--- Start of Given data ---

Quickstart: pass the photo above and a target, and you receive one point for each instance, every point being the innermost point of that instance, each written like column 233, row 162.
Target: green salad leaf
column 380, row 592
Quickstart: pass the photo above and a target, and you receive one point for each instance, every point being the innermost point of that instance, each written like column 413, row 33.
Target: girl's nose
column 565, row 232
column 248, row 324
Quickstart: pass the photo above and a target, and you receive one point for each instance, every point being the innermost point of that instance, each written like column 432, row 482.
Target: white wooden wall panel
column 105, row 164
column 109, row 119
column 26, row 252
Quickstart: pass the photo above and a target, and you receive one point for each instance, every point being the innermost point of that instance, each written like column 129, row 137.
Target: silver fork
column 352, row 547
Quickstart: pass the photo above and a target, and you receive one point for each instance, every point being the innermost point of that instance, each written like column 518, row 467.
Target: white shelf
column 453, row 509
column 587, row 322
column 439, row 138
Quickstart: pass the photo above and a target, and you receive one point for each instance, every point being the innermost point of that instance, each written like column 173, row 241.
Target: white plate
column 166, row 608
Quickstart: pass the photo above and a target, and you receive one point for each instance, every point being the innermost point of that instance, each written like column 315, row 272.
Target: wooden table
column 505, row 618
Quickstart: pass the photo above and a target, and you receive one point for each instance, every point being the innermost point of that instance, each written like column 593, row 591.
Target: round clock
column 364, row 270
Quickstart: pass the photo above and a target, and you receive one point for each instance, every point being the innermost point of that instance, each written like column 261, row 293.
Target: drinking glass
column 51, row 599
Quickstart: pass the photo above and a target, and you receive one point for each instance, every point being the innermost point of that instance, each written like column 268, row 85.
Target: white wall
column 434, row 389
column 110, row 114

--- End of Given data ---

*Exercise details*
Reproduce verbatim every line from the one containing "268, row 85." through the end of the entries, including both of those lines.

*Response*
Quickstart: pass the photo above and a target, and you receive one point for each instance, every point being the innermost point of that instance, each written like column 268, row 85.
Target: white wall
column 434, row 389
column 110, row 114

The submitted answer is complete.